- [Raw data]:
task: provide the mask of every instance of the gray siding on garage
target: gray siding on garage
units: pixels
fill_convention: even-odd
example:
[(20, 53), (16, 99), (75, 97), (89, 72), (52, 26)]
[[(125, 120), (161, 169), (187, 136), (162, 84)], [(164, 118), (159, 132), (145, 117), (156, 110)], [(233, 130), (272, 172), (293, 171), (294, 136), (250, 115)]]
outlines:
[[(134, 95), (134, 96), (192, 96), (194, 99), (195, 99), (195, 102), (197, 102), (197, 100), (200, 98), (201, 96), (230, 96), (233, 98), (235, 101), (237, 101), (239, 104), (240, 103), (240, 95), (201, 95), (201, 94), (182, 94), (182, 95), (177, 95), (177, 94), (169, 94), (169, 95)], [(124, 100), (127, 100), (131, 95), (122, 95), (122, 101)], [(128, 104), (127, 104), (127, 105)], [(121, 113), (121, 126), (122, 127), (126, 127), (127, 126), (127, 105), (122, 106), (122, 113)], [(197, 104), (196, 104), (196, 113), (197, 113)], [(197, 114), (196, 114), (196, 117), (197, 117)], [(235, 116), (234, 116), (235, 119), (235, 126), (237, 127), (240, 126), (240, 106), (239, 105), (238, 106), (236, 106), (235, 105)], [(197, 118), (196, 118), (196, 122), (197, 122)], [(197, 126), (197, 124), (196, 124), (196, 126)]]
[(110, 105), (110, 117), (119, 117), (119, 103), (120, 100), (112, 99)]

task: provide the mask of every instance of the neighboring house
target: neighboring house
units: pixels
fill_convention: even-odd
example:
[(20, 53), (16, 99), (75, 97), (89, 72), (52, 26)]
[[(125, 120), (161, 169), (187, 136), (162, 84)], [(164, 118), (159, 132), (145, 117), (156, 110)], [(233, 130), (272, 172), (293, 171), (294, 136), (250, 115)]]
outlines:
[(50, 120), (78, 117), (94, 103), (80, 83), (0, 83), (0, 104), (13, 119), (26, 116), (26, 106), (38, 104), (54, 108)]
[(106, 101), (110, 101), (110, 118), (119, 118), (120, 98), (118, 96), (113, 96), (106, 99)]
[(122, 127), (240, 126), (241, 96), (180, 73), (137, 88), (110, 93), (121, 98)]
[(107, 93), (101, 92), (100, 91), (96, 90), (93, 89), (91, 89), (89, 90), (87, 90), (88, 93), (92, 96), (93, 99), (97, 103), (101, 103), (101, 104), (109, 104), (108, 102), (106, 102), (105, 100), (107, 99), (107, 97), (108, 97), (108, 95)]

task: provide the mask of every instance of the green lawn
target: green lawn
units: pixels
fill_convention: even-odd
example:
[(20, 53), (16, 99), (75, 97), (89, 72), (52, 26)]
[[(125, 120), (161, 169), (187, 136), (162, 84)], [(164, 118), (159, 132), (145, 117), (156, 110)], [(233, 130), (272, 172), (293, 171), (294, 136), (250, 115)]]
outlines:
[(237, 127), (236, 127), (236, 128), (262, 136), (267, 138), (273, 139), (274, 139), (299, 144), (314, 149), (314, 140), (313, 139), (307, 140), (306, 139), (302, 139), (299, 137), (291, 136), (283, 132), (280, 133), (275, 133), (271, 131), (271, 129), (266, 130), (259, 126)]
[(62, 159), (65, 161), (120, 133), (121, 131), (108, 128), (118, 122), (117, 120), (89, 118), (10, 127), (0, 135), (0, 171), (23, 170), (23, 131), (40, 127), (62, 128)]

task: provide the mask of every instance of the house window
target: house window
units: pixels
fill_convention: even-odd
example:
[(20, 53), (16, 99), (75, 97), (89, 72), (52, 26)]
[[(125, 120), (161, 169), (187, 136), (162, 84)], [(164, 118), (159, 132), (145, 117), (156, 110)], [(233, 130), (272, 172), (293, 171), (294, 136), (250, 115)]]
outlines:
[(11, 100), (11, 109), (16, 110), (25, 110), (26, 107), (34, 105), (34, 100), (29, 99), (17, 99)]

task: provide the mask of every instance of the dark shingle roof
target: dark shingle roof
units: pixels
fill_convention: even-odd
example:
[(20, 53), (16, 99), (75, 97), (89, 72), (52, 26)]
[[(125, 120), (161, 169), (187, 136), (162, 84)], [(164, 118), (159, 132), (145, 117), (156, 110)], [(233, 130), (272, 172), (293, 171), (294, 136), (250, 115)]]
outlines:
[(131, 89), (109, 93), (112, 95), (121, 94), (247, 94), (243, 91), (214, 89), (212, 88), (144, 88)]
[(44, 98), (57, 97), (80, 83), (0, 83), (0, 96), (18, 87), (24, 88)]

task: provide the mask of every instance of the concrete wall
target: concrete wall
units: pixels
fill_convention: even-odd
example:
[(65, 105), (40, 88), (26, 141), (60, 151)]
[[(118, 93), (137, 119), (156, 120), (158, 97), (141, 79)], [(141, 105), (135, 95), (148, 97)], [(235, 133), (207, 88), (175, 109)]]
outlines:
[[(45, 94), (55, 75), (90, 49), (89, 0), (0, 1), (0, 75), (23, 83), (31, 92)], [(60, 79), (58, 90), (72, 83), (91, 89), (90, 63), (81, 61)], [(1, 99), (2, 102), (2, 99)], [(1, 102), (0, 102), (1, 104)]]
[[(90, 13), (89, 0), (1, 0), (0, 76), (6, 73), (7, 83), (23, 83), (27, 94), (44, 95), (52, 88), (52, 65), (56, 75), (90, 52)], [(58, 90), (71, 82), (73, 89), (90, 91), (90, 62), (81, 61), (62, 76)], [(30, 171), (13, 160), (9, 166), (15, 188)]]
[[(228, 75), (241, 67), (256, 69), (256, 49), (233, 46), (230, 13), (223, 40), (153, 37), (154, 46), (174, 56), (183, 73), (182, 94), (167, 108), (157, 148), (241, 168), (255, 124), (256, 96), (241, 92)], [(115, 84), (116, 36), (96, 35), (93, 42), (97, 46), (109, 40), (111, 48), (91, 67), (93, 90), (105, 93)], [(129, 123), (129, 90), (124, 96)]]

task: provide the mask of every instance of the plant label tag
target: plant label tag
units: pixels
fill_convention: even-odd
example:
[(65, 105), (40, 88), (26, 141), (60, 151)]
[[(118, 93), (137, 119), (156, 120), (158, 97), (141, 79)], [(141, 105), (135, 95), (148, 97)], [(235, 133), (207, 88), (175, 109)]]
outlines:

- [What needs to be done]:
Present every line above as a numbered list, leaving out the blank lines.

- [Complete output]:
1. task: provide the mask of every instance of the gray siding on garage
2. target: gray siding on garage
3. units: pixels
4. fill_convention: even-odd
5. example:
6. [(20, 53), (16, 99), (75, 97), (89, 72), (52, 26)]
7. [[(125, 120), (161, 169), (187, 136), (162, 84)], [(164, 118), (159, 132), (145, 117), (156, 110)], [(233, 130), (272, 172), (293, 171), (294, 136), (250, 115)]]
8. outlines:
9. [[(134, 95), (134, 96), (192, 96), (194, 99), (195, 99), (195, 102), (197, 102), (197, 100), (200, 98), (201, 96), (230, 96), (233, 98), (235, 101), (237, 101), (239, 104), (240, 103), (240, 95), (201, 95), (201, 94), (182, 94), (182, 95), (177, 95), (177, 94), (169, 94), (169, 95)], [(124, 100), (127, 100), (131, 95), (122, 95), (122, 101)], [(128, 104), (127, 104), (127, 105)], [(121, 113), (121, 126), (122, 127), (126, 127), (127, 126), (127, 105), (122, 106), (122, 113)], [(197, 104), (196, 104), (196, 113), (197, 113)], [(197, 114), (196, 114), (196, 117), (197, 117)], [(235, 116), (234, 116), (235, 119), (235, 126), (237, 127), (240, 126), (240, 106), (239, 105), (238, 106), (236, 106), (235, 105)], [(197, 118), (196, 118), (196, 122), (197, 122)], [(197, 126), (197, 124), (196, 124), (196, 126)]]
10. [(110, 105), (110, 117), (119, 117), (119, 103), (120, 100), (112, 99)]
11. task: provide the mask of every instance of the neighboring house
12. target: neighboring house
13. units: pixels
14. fill_convention: even-odd
15. example:
16. [(20, 53), (16, 99), (75, 97), (89, 72), (52, 26)]
17. [[(125, 120), (161, 169), (187, 136), (162, 84)], [(164, 118), (159, 132), (145, 117), (156, 110)], [(233, 130), (272, 172), (293, 171), (294, 136), (250, 115)]]
18. outlines:
19. [(50, 120), (78, 117), (94, 103), (80, 83), (0, 83), (0, 104), (13, 119), (26, 116), (26, 106), (38, 104), (54, 108)]
20. [(106, 101), (110, 101), (110, 118), (119, 118), (120, 98), (118, 96), (113, 96), (106, 99)]
21. [(122, 127), (240, 126), (241, 96), (180, 73), (137, 88), (110, 93), (121, 98)]
22. [(107, 93), (101, 92), (100, 91), (96, 90), (93, 89), (91, 89), (89, 90), (87, 90), (88, 93), (92, 96), (93, 99), (97, 103), (101, 103), (101, 104), (109, 104), (108, 102), (106, 102), (105, 100), (107, 99), (107, 97), (108, 97), (108, 95)]
23. task: provide the mask of every instance of the green lawn
24. target: green lawn
25. units: pixels
26. fill_convention: even-odd
27. example:
28. [(20, 53), (16, 99), (75, 97), (89, 72), (52, 26)]
29. [[(125, 120), (161, 169), (187, 136), (162, 84)], [(164, 118), (159, 132), (145, 117), (156, 110)], [(233, 130), (272, 172), (293, 171), (294, 136), (250, 115)]]
30. outlines:
31. [(237, 127), (236, 127), (236, 128), (262, 136), (267, 138), (273, 139), (274, 139), (299, 144), (314, 149), (314, 140), (313, 139), (307, 140), (306, 139), (302, 139), (299, 137), (291, 136), (283, 132), (280, 133), (275, 133), (271, 131), (271, 129), (266, 130), (259, 126)]
32. [(62, 159), (65, 161), (120, 133), (121, 131), (108, 128), (118, 122), (117, 120), (89, 118), (10, 127), (0, 135), (0, 171), (23, 170), (23, 131), (40, 127), (62, 128)]
33. task: provide the mask of every instance of the house window
34. target: house window
35. units: pixels
36. fill_convention: even-odd
37. example:
38. [(20, 53), (16, 99), (75, 97), (89, 72), (52, 26)]
39. [[(125, 120), (161, 169), (187, 136), (162, 84)], [(164, 118), (159, 132), (145, 117), (156, 110)], [(233, 130), (272, 172), (293, 171), (294, 136), (250, 115)]]
40. outlines:
41. [(11, 100), (11, 109), (16, 110), (25, 110), (26, 107), (34, 105), (34, 100), (29, 99), (17, 99)]
42. task: provide the mask of every instance of the dark shingle roof
43. target: dark shingle roof
44. units: pixels
45. fill_convention: even-odd
46. example:
47. [(20, 53), (16, 99), (75, 97), (89, 72), (52, 26)]
48. [[(125, 120), (161, 169), (187, 136), (162, 84)], [(164, 118), (159, 132), (145, 117), (156, 110)], [(233, 130), (272, 172), (293, 171), (294, 136), (250, 115)]]
49. outlines:
50. [(131, 89), (109, 93), (112, 95), (121, 94), (247, 94), (243, 91), (214, 89), (212, 88), (144, 88)]
51. [(44, 98), (57, 97), (80, 83), (0, 83), (0, 96), (18, 87), (24, 88)]
52. task: provide the mask of every instance of the concrete wall
53. target: concrete wall
54. units: pixels
55. fill_convention: even-odd
56. example:
57. [(65, 105), (40, 88), (26, 141), (60, 151)]
58. [[(118, 93), (137, 119), (156, 120), (158, 97), (141, 79)], [(141, 105), (135, 95), (148, 97)], [(235, 133), (207, 88), (175, 109)]]
59. outlines:
60. [[(45, 94), (55, 75), (90, 49), (89, 0), (0, 1), (0, 75), (23, 83), (31, 92)], [(60, 79), (58, 90), (72, 83), (91, 89), (90, 63), (81, 61)], [(1, 99), (2, 102), (2, 99)], [(1, 102), (0, 102), (1, 104)]]
61. [[(90, 13), (89, 0), (1, 0), (0, 76), (6, 73), (7, 83), (23, 83), (27, 94), (44, 95), (52, 88), (52, 65), (56, 75), (90, 52)], [(58, 90), (71, 82), (73, 89), (90, 91), (90, 62), (81, 61), (62, 76)], [(30, 171), (13, 160), (9, 166), (15, 188)]]
62. [[(228, 75), (241, 67), (256, 69), (256, 49), (233, 46), (230, 13), (223, 40), (153, 37), (154, 46), (174, 56), (183, 73), (182, 94), (167, 108), (157, 148), (241, 168), (255, 124), (256, 96), (241, 92)], [(115, 84), (116, 36), (96, 35), (93, 42), (97, 46), (109, 40), (111, 48), (91, 67), (93, 90), (105, 93)], [(129, 123), (129, 90), (124, 96)]]
63. task: provide the mask of every instance of the plant label tag
64. target: plant label tag
65. units: pixels
66. fill_convention: even-odd
67. example:
68. [(65, 105), (40, 88), (26, 141), (60, 151)]
69. [[(118, 93), (137, 119), (156, 120), (158, 97), (141, 79)], [(141, 105), (135, 95), (148, 97)], [(235, 133), (207, 88), (175, 109)]]
70. outlines:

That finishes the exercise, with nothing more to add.